『英語達人列伝Ⅱ』斎藤兆史

斎藤兆史の略歴

斎藤兆史(さいとう・よしふみ、1958年~)
英文学者。
栃木県の生まれ。東京大学文学部英語・英米文学科を卒業。東京大学大学院人文科学研究科英語英文学専攻修士課程を修了。米国インディアナ大学英文科修士課程を修了。英国ノッティンガム大学英文科博士課程を修了。

『英語達人列伝Ⅱ』の目次

まえがき
第Ⅰ章 嘉納治五郎
第Ⅱ章 夏目漱石
第Ⅲ章 南方熊楠
第Ⅳ章 杉本鉞子
第Ⅴ章 勝俣銓吉郎
第Ⅵ章 朱牟田夏雄
第Ⅶ章 國弘正雄
第Ⅷ章 山内久明
クロノジカル・チャート
参考文献
あとがき――達人に学ぶ英語の教育と学習

概要

2023年2月25日に第一刷が発行。中公新書。250ページ。

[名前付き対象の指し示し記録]
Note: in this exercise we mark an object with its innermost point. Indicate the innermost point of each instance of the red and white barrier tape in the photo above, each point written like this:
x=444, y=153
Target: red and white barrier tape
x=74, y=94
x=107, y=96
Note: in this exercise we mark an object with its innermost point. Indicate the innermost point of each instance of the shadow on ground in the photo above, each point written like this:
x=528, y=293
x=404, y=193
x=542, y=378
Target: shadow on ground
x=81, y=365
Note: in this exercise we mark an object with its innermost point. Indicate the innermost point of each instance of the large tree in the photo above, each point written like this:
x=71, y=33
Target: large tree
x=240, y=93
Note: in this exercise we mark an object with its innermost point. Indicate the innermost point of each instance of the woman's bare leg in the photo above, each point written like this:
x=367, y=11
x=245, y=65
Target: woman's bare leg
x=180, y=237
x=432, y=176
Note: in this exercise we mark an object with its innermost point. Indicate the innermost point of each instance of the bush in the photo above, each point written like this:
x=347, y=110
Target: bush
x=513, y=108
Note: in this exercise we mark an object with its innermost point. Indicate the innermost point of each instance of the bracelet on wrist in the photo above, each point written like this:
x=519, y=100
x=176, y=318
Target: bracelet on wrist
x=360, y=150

■ **やること**:
a: 『英語達人列伝Ⅱ』の紹介文によると、第Ⅳ章で取り上げられている人物は誰か。
b: 次の(i)〜(iii)が『英語達人列伝Ⅱ』の紹介文と合っているかを、それぞれ「はい」か「いいえ」で判定する。判定の決め手となる紹介文の語句も、一字も変えずに引用すること。
(i) 斎藤兆史は東京都の生まれである。
(ii) この本は250ページである。
(iii) 第Ⅱ章では夏目漱石が取り上げられている。
c: 『英語達人列伝Ⅱ』の紹介文が終わっているところから引き取って、続きを書いてください。

■ **各課題の解答**:
a: 杉本鉞子

b:
(i) いいえ――「栃木県の生まれ。」
(ii) はい――「250ページ。」
(iii) はい――「第Ⅱ章 夏目漱石」

c:
副題は「かくも気高き、日本人の英語」。2000年5月25日に刊行された『英語達人列伝――あっぱれ、日本人の英語』の続編。

以下、『英語達人列伝Ⅱ』の登場人物たちの略歴を列挙。

嘉納治五郎(かのう・じごろう、1860年~1938年)…柔道家、教育者、講道館柔道の創始者。摂津国御影村(現在の兵庫県神戸市東灘区御影町)の生まれ。嘉納家は御影の名家で、酒造や廻船などを商っていた。官立外国語学校(後の東京外国語大学)を卒業後、官立東京開成学校(後の東京大学)に進学。政治学を主要科目として専攻、また理財学を兼修し、東京大学文学哲学政治学理財学科を卒業。

夏目漱石(なつめ・そうせき、1867年~1916年)…小説家、英文学者。本名は、夏目金之助(なつめ・きんのすけ)。武蔵国江戸牛込馬場下(現在の東京都新宿区喜久井町)の生まれ。父親は、広く土地を持ち公務も扱う名主。第一高等中学校予科、第一高等中学校本科、帝国大学(のちの東京帝国大学)文科大学英文科を卒業。1900年にイギリスに留学。1903年に帰国。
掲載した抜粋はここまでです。